TEXT PASSAGE >>
===============
Munn, who has a background in broadcast journalism, rose to fame on television with shows including HBO’s “The Newsroom” and Comedy Central’s “The Daily Show” as well as movies including “Ocean’s 8” and “X-Men: Apocalypse.” She also works behind the scenes, pitching television shows and investing in businesses such as Uber and Wag.

“I excel when there’s this negativity around me for some reason. It propels me. It focuses me,” Munn said. “I think: I just have to work harder.”

Munn said her life felt unstable in recent years, partially because of work anxiety and a problematic romantic relationship. While she didn’t name anyone specifically, Munn was likely referring to her former boyfriend, Green Bay Packers quarterback Aaron Rodgers, and a sexual-harassment scandal that emerged while she was working on and promoting the movie “The Predator” in 2018.

During that promotional tour, Munn came under the spotlight when she spoke up and challenged the movie’s director, producers and fellow actors to drop a scene that involved a man who was a registered sex offender. Munn said her career was affected, yet it was ultimately worth fighting for what she believed was right.

Munn said it was only when she started to give herself daily reminders to meditate, focus on the positive parts of her life and to honor the values she holds dear that she started to feel whole again. The actress said she also asked for help when she was in pain and feeling exhausted on and off for six years, finally receiving a diagnosis for candida overgrowth this past spring. Her new focus on her health isn’t about physical beauty, she said. Rather, it is about taking care of herself so she can do her best.

ForbesWomen editor Maggie McGrath interviews Olivia Munn at the Forbes 30 Under 30 Summit in Detroit on Oct. 27, 2019.Taylor Hill / Getty Images

Munn said she also feels a lot of pride for the work she has done throughout the ups and downs, including on “The Daily Show” and an upcoming project called “Violet,” with “Family Ties” television star Justine Bateman and actor Justin Theroux. Doing work that you love, developing healthy relationships and finding supportive friends is important to boost your overall mental health, Munn added.
===============
REQUIREMENT 1 >> According to the passage about Olivia Munn, why is her new focus on her health not about physical beauty?
REQUIREMENT 2 >>
Answer these questions from the passage about Olivia Munn:
(a) Which two businesses is Munn named as investing in?
(b) In what year did the sexual-harassment scandal around "The Predator" emerge?
(c) What diagnosis did Munn receive this past spring?

Data entries:
===============
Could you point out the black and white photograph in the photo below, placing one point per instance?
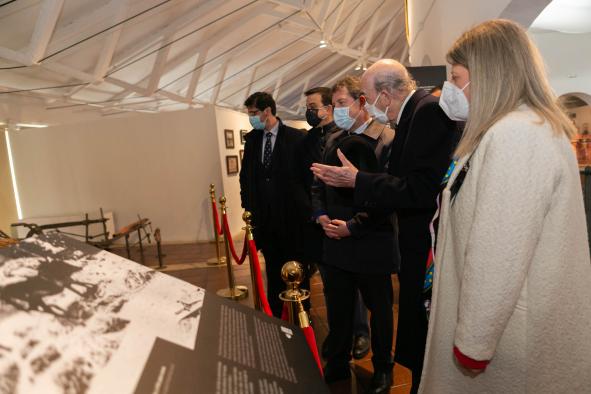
(72, 315)
(229, 138)
(399, 201)
(232, 165)
(243, 136)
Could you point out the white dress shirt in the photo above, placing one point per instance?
(273, 132)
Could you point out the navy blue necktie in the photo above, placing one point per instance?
(267, 151)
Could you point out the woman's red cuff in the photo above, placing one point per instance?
(468, 362)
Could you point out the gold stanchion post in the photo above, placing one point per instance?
(233, 292)
(247, 217)
(219, 260)
(293, 274)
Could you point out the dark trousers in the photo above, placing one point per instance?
(360, 319)
(275, 257)
(340, 288)
(411, 333)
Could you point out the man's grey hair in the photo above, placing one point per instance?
(394, 84)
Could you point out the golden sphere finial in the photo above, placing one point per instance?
(292, 273)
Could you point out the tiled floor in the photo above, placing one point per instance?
(189, 262)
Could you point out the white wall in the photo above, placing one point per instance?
(156, 165)
(232, 120)
(435, 25)
(568, 60)
(8, 213)
(583, 115)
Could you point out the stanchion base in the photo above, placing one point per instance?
(214, 261)
(238, 293)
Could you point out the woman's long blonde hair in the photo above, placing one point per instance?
(506, 70)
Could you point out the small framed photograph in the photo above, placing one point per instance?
(243, 136)
(229, 138)
(232, 165)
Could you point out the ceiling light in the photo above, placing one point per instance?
(31, 125)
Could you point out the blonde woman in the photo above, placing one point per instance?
(511, 307)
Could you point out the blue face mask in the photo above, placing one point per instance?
(342, 118)
(255, 122)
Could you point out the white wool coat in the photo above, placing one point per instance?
(513, 275)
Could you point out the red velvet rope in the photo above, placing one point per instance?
(311, 339)
(257, 273)
(239, 260)
(216, 217)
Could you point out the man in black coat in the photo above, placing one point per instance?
(421, 153)
(319, 115)
(268, 188)
(360, 249)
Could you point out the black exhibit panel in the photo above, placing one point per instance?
(78, 319)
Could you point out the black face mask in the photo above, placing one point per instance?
(312, 117)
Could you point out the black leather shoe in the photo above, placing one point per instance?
(324, 349)
(333, 374)
(380, 383)
(360, 347)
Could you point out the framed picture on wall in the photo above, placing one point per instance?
(229, 138)
(232, 164)
(243, 136)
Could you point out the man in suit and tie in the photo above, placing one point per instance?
(421, 153)
(267, 188)
(360, 251)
===============
EXERCISE OUTPUT 1 >> Munn said her focus on her health is about taking care of herself so she can do her best, not about physical beauty.

EXERCISE OUTPUT 2 >>
(a) Uber and Wag.
(b) 2018.
(c) Candida overgrowth.